« Ils ne savent pas que nous leur apportons la peste. »
Sigmund Freud
Plus personne aujourd’hui n’ignore le terme « inconscient ». Dans le langage courant, il désigne l’ensemble des processus mentaux qui ne sont pas consciemment pensés. Or, l’idée d’inconscient est bien antérieure à l’œuvre freudienne. De nombreux philosophes comme Spinoza, Leibniz ou Schopenhauer en avaient eu l’intuition avant lui. Cependant, il fut le premier à concevoir l’inconscient comme une instance psychique indépendante de la conscience.
Dès la fin du XIX e siècle, Sigmund Freud, Neurologue viennois, identifie que l’être humain cohabite avec une « autre scène » qu’il ne contrôle ni ne maîtrise : des choses se passent dans son esprit, qui échappent à sa vigilance et à sa volonté consciente.
Pour Freud, « Le moi n’est pas maître dans sa propre demeure ». Alors que le sujet se pensait libre d’agir et de penser : les productions de l’inconscient comme les rêves, les lapsus, les actes manqués, les symptômes, témoignent que « ça pense » et « qu’il est agi » par des forces internes complexes qui lui échappent. Il s’agit de l’inconscient psychique que Freud pose comme le socle fondamental de la psychanalyse.
En 1915, Freud rédige une série d’écrits dédiés à la théorie qu’il intitule : « Métapsychologie ». Il y consacre, entre autre un article à la notion d’inconscient. Il commence en disant que refoulé et inconscient ne sont pas synonymes : « Tout ce qui est refoulé doit nécessairement rester inconscient, mais nous voulons d’entrée de jeu poser comme tel que le refoulé ne recouvre pas tout ce qui est inconscient. L’inconscient a l’extension la plus large des deux ; le refoulé est une partie de l’inconscient. »
Par ailleurs, il souligne que la psychanalyse n’est pas une théorie de l’inconscient. Elle est une théorie de la pratique analytique, qui se soutient de l’inconscient comme hypothèse. Il n’y a aucun accès direct à l’inconscient. Seul, un travail psychanalytique avec sa méthode, peut permettre une « traduction », un « déchiffrage » du langage de l’inconscient.
Valentine Hervé
« L’inconscient » par Freud (1)

Enregistrements fournis:
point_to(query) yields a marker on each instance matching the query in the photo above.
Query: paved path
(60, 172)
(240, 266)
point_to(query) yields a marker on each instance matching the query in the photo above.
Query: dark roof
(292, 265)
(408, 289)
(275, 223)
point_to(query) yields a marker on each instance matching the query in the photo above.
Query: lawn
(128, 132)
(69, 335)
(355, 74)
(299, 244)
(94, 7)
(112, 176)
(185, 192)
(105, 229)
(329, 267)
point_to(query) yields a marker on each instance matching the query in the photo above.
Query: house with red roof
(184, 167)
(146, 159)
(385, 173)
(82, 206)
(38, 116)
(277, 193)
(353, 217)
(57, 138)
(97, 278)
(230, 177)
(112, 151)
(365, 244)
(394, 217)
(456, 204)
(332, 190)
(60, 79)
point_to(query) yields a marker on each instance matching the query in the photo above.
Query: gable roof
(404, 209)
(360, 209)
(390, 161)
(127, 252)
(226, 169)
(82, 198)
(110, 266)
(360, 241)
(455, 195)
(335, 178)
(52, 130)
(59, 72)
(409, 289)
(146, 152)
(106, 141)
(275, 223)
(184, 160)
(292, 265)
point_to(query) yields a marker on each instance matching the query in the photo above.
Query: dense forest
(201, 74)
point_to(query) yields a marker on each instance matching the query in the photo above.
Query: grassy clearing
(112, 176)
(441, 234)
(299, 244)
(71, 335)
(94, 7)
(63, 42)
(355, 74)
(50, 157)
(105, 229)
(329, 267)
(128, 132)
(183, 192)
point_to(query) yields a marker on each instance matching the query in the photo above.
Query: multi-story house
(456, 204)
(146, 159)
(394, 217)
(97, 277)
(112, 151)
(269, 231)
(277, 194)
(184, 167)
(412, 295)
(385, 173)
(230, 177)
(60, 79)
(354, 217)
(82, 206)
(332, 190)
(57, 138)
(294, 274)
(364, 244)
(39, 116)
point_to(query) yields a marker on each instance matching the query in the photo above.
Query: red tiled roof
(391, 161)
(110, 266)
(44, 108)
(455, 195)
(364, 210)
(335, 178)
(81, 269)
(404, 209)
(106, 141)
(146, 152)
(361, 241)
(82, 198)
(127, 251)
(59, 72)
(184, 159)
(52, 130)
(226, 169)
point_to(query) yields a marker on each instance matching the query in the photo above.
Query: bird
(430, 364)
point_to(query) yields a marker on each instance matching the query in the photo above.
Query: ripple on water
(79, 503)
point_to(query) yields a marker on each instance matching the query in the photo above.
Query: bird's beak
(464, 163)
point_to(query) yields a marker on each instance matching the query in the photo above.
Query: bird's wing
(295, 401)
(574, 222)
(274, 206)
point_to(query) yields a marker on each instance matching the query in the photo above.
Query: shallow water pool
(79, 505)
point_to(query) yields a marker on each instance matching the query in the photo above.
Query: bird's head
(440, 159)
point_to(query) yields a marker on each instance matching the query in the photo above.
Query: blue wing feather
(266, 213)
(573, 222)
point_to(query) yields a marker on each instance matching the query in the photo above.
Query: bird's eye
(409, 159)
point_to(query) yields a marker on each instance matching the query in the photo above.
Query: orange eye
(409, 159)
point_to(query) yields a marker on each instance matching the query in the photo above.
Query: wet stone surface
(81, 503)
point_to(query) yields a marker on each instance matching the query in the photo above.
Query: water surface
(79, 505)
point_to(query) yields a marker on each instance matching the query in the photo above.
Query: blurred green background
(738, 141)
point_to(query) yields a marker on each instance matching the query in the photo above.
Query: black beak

Consignes:
1: Renvoyez mot pour mot le passage du texte sur l'inconscient selon Freud qui va de « Dès la fin du » à « de la psychanalyse. », ces deux bornes comprises.
2: Énumérez chaque ligne des enregistrements qui contient la chaîne « bird ». La casse compte.

Réponses aux consignes:
1:
Dès la fin du XIX e siècle, Sigmund Freud, Neurologue viennois, identifie que l’être humain cohabite avec une « autre scène » qu’il ne contrôle ni ne maîtrise : des choses se passent dans son esprit, qui échappent à sa vigilance et à sa volonté consciente.
Pour Freud, « Le moi n’est pas maître dans sa propre demeure ». Alors que le sujet se pensait libre d’agir et de penser : les productions de l’inconscient comme les rêves, les lapsus, les actes manqués, les symptômes, témoignent que « ça pense » et « qu’il est agi » par des forces internes complexes qui lui échappent. Il s’agit de l’inconscient psychique que Freud pose comme le socle fondamental de la psychanalyse.

2:
Query: bird
Query: bird's beak
Query: bird's wing
Query: bird's head
Query: bird's eye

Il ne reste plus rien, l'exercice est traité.